**Listing:**
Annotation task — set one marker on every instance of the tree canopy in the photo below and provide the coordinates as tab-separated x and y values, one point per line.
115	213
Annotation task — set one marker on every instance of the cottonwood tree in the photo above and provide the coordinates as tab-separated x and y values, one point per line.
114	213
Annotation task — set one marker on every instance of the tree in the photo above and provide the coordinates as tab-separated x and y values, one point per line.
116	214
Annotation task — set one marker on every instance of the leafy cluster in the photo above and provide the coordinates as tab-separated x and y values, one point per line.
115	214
==
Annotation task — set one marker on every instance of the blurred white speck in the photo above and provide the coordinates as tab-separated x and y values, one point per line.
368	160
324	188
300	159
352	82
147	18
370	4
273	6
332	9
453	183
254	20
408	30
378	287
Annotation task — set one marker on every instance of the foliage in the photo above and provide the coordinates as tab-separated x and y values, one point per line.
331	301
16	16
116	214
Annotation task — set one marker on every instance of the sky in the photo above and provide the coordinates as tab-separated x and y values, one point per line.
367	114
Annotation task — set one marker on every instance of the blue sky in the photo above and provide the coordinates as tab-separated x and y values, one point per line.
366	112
---
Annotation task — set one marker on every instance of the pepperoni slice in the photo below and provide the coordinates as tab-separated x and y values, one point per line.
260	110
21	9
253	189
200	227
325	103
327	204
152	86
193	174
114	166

**Exercise prompt:**
Find every line in the items above that contains the word "below", and copy each one.

**Complete response:**
Annotation task — set one marker on every instance of the tree canopy in the photo below and provide the coordinates as tab-separated x and y values, one point per line.
Annotation task — set one marker on every instance of the pepperoni slice in the photo below and provide the coordinates as tab-separated x and y values, one point per line.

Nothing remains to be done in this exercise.